Data to use →
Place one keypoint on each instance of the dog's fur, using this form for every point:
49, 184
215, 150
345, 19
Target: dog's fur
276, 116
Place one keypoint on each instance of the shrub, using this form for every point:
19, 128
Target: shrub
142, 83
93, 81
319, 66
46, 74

...

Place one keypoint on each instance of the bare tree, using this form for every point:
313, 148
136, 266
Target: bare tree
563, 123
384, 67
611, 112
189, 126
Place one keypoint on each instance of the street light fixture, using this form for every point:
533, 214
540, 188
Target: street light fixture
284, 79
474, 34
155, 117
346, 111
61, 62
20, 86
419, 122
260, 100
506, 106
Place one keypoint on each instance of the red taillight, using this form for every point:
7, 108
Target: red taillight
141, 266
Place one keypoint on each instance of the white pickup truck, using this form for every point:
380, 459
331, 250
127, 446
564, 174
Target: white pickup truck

What to produce →
Render the lines starting with the one containing "Place one keypoint on each instance of the red" and going on through the one containing "Target: white pickup truck" as a Markdown table with two columns, Row and Line. Number each row and leave out any blank lines.

Reply →
| Row | Line |
|---|---|
| 1 | Place one keypoint on each instance of the red taillight, using this form for every point: |
| 2 | 7, 108 |
| 3 | Target: red taillight |
| 4 | 141, 266 |
| 5 | Place one keypoint on each instance of the white pickup truck, using this form for every point: |
| 6 | 380, 459 |
| 7 | 331, 250 |
| 8 | 127, 446 |
| 9 | 564, 174 |
| 10 | Target: white pickup truck |